Una de las cosas que la pandemia nos dejó es el descubrimiento de que podemos vivir con menos. Que nuestra supervivencia en el mundo depende de cosas que antes no pensábamos ni considerábamos. Que podemos sobrevivir al despojo de tantas creencias y certezas, y que la vida psíquica encuentra los modos de reponerse... algunas veces, en parte, y a lo largo de un cierto tiempo. Que la existencia que nos toca admite varios comienzos, no uno solo; y que los finales que la atraviesan son ocasiones mayoritariamente abruptas. Inesperadas. Brutales.

Nuestra capacidad de previsión es hoy tanto más acotada. Incorporamos --podemos decir-- ese aprendizaje. Nuestros hijos descubrieron también que nuestra palabra es tanto más frágil y un pobre reaseguro de los terrores que visitan siempre la infancia. Venimos observando a la omnipotencia adolescente contentarse con la transgresión y el desafío. O erigirse, en ocasiones, con un poder de desmentida y negación mayor que la que acostumbraba poseer hasta el 2020.

**Datos registrados**.
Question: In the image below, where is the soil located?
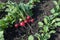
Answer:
[0,0,60,40]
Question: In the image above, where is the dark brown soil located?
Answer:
[0,0,60,40]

**Actividad**.
Convierte en una lista breve el párrafo del texto sobre la pandemia que comienza con «Una de las cosas que la pandemia nos dejó», sin perder sus ideas principales.

**Respuesta esperada**.
La pandemia nos dejó el descubrimiento de que:
- podemos vivir con menos;
- nuestra supervivencia depende de cosas que antes no pensábamos ni considerábamos;
- podemos sobrevivir a la pérdida de muchas creencias y certezas, y la vida psíquica encuentra modos de reponerse a veces, en parte y con el tiempo;
- la existencia admite varios comienzos, no uno solo;
- los finales que la atraviesan suelen ser abruptos, inesperados y brutales.